- _Amaç 1_
Kayıtlarda "Roster-mapping task: tag the chocolate" ifadesinin geçtiği satırdan başlayıp kayıtların sonuna kadar uzanan satırları, iki ucu da dahil olmak üzere birebir kopyalayın. Resimleri cevabınıza almayın.

━━━━━ Kaynak Metin ━━━━━

İsrail’in Başkenti Neresi?
Şevket Süreyya Aydemir otobiyografi kitabı Suyu Arayan Adam’da çocukluğunu geçirdiği Edirne’yi anlatırken halkta hayal kırıklığı yaratan en büyük etkenin kentin viran olması değil bir zamanlar başkent iken şimdi terk edilmiş bir sınır şehrine dönmüş olmasını dile getirir. Nasıl oldu da bir zamanlar Padişahların saraylarını barındıran bu başkent şimdi yardıma muhtaç bir sınır şehrine döndü ve balkanlardan oraya gelen halk için bir sığınak haline geldi. Hatta Aydemir evlerine gelen bir kadının ağzından şu cümleyi aktarır: “Evvel Şam’dı ahir de Şam’dır!” Yani halk kaybedilen toprakları gördükçe asıl geldikleri Şam’a kadar gideceklerini düşünürmüş. Kaybediş ve sürgün halkların ortak hafızasını yaratan ve onları yeniden inşa eden önemli motivasyonlardan biridir. Moderniteyle birlikte doğu olarak adlandırılan coğrafyanın halklarının çoğu bir şekilde sürgün hayatı yaşamış ve bu sürgünler onların kültürel ve siyasal kazanımlarının korunması anlamında etkin bir tutarlı olma güdüsü yaratmıştır.

━━━━━ Verilen Kayıtlar ━━━━━

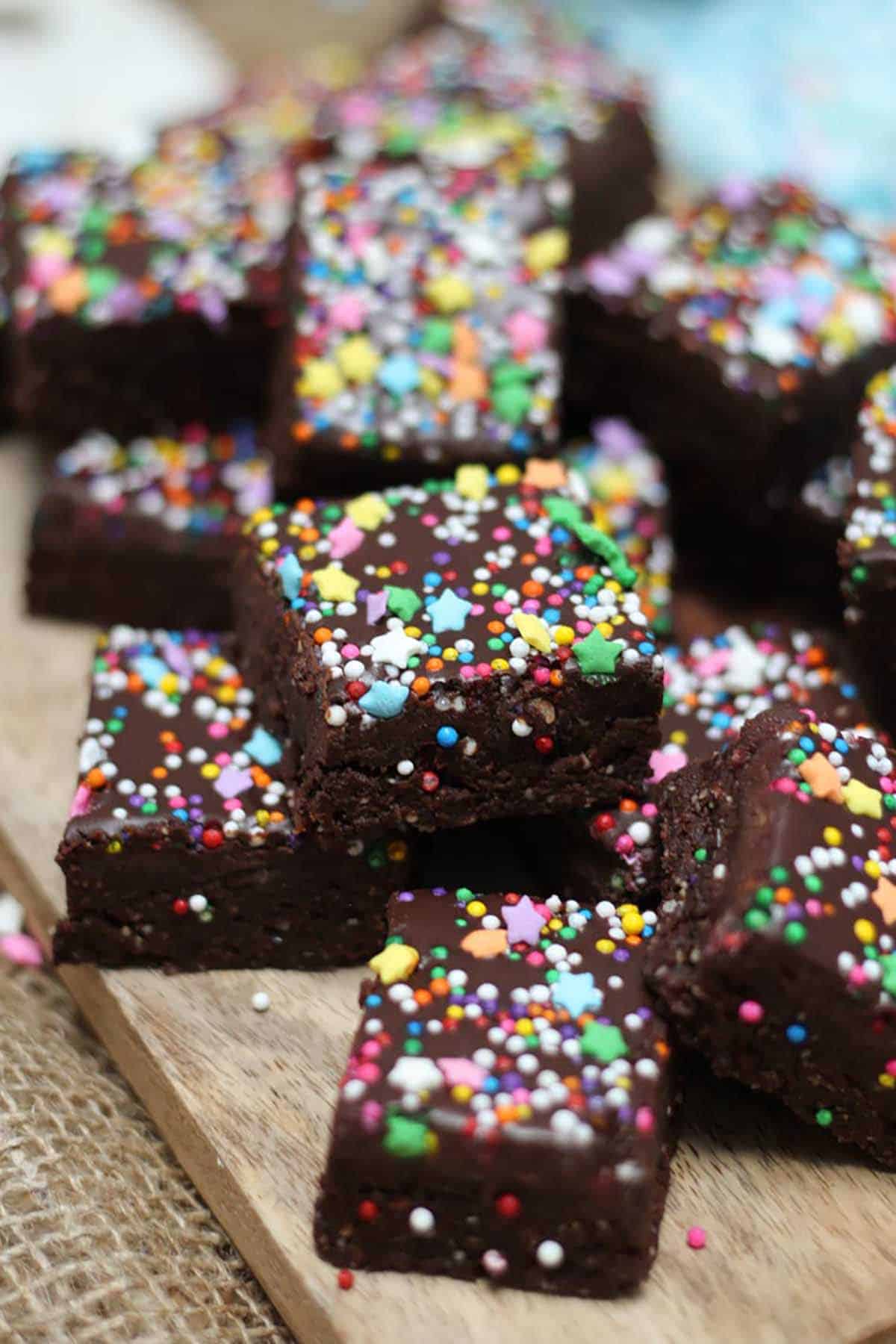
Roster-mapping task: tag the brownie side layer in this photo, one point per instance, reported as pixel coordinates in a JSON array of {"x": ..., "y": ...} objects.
[
  {"x": 134, "y": 379},
  {"x": 609, "y": 732},
  {"x": 759, "y": 1012},
  {"x": 274, "y": 906}
]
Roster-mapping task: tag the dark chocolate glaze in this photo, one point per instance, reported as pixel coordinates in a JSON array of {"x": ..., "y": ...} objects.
[{"x": 467, "y": 1140}]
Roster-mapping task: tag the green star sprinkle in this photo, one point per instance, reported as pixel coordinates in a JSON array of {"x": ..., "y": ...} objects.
[
  {"x": 403, "y": 603},
  {"x": 602, "y": 1042},
  {"x": 594, "y": 653},
  {"x": 408, "y": 1137}
]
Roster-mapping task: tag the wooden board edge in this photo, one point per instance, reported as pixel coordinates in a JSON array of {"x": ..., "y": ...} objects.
[{"x": 105, "y": 1014}]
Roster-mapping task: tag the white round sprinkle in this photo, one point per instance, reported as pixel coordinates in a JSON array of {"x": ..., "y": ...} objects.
[
  {"x": 550, "y": 1254},
  {"x": 422, "y": 1222}
]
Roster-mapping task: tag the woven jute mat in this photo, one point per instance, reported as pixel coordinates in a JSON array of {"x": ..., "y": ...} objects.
[{"x": 101, "y": 1234}]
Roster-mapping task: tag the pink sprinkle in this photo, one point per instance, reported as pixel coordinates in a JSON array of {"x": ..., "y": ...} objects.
[
  {"x": 22, "y": 949},
  {"x": 644, "y": 1120}
]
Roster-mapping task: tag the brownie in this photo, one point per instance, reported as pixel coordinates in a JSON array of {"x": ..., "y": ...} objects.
[
  {"x": 454, "y": 652},
  {"x": 629, "y": 497},
  {"x": 146, "y": 530},
  {"x": 711, "y": 690},
  {"x": 774, "y": 952},
  {"x": 144, "y": 299},
  {"x": 499, "y": 1031},
  {"x": 180, "y": 850},
  {"x": 519, "y": 60},
  {"x": 739, "y": 334},
  {"x": 867, "y": 551},
  {"x": 426, "y": 320}
]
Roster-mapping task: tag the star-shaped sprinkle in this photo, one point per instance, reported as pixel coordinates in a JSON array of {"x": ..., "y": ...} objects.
[
  {"x": 344, "y": 538},
  {"x": 376, "y": 606},
  {"x": 396, "y": 961},
  {"x": 472, "y": 482},
  {"x": 603, "y": 1042},
  {"x": 264, "y": 747},
  {"x": 884, "y": 897},
  {"x": 575, "y": 992},
  {"x": 462, "y": 1073},
  {"x": 403, "y": 603},
  {"x": 862, "y": 801},
  {"x": 523, "y": 922},
  {"x": 534, "y": 631},
  {"x": 821, "y": 777},
  {"x": 394, "y": 647},
  {"x": 385, "y": 699},
  {"x": 368, "y": 511},
  {"x": 231, "y": 783},
  {"x": 335, "y": 585},
  {"x": 290, "y": 577},
  {"x": 485, "y": 944},
  {"x": 408, "y": 1137},
  {"x": 597, "y": 655},
  {"x": 561, "y": 511},
  {"x": 449, "y": 612},
  {"x": 415, "y": 1074}
]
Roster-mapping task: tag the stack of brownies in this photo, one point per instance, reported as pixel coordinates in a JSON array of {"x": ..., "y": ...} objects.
[{"x": 385, "y": 382}]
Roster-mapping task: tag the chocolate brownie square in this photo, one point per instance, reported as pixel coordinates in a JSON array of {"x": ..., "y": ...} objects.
[
  {"x": 711, "y": 688},
  {"x": 867, "y": 551},
  {"x": 454, "y": 652},
  {"x": 774, "y": 953},
  {"x": 426, "y": 326},
  {"x": 146, "y": 530},
  {"x": 520, "y": 62},
  {"x": 146, "y": 299},
  {"x": 180, "y": 850},
  {"x": 505, "y": 1110},
  {"x": 739, "y": 334}
]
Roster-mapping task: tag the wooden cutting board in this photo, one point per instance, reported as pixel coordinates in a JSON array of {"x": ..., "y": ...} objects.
[{"x": 801, "y": 1233}]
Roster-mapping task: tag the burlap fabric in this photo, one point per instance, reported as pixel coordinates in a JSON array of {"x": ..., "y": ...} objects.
[{"x": 102, "y": 1236}]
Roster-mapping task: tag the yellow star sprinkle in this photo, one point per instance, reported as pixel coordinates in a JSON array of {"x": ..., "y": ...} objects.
[
  {"x": 320, "y": 378},
  {"x": 534, "y": 631},
  {"x": 472, "y": 482},
  {"x": 862, "y": 800},
  {"x": 449, "y": 293},
  {"x": 335, "y": 585},
  {"x": 546, "y": 250},
  {"x": 395, "y": 962},
  {"x": 367, "y": 511},
  {"x": 358, "y": 359}
]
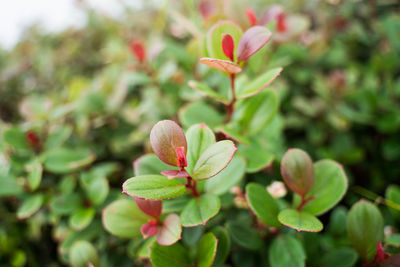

━━━━━

- _Amaç 2_
Kaynak metne göre Şevket Süreyya Aydemir'in otobiyografi kitabının adı nedir?

- _Alıştırma Cevabı 1_
Roster-mapping task: tag the chocolate brownie square in this photo, one point per instance, reported as pixel coordinates in a JSON array of {"x": ..., "y": ...} objects.
[
  {"x": 711, "y": 688},
  {"x": 867, "y": 551},
  {"x": 454, "y": 652},
  {"x": 774, "y": 953},
  {"x": 426, "y": 326},
  {"x": 146, "y": 530},
  {"x": 520, "y": 62},
  {"x": 146, "y": 299},
  {"x": 180, "y": 850},
  {"x": 505, "y": 1110},
  {"x": 739, "y": 334}
]
Roster-mapping task: tag the wooden cutting board in this photo, one point per instance, reported as pixel coordinates in a JSON array of {"x": ..., "y": ...} objects.
[{"x": 801, "y": 1233}]
Roster-mapping task: tag the burlap fabric in this photo, one point per instance, reported as pixel coordinates in a JSON array of {"x": ..., "y": ...} objects.
[{"x": 102, "y": 1236}]
Roster-mapping task: tag the yellow star sprinkle in this photo, one point per instance, reported as pixel coordinates in a JSON array of {"x": ..., "y": ...} objects.
[
  {"x": 320, "y": 378},
  {"x": 534, "y": 631},
  {"x": 472, "y": 482},
  {"x": 862, "y": 800},
  {"x": 449, "y": 293},
  {"x": 335, "y": 585},
  {"x": 546, "y": 250},
  {"x": 395, "y": 962},
  {"x": 367, "y": 511},
  {"x": 358, "y": 359}
]

- _Alıştırma Cevabı 2_
Kitabın adı Suyu Arayan Adam'dır.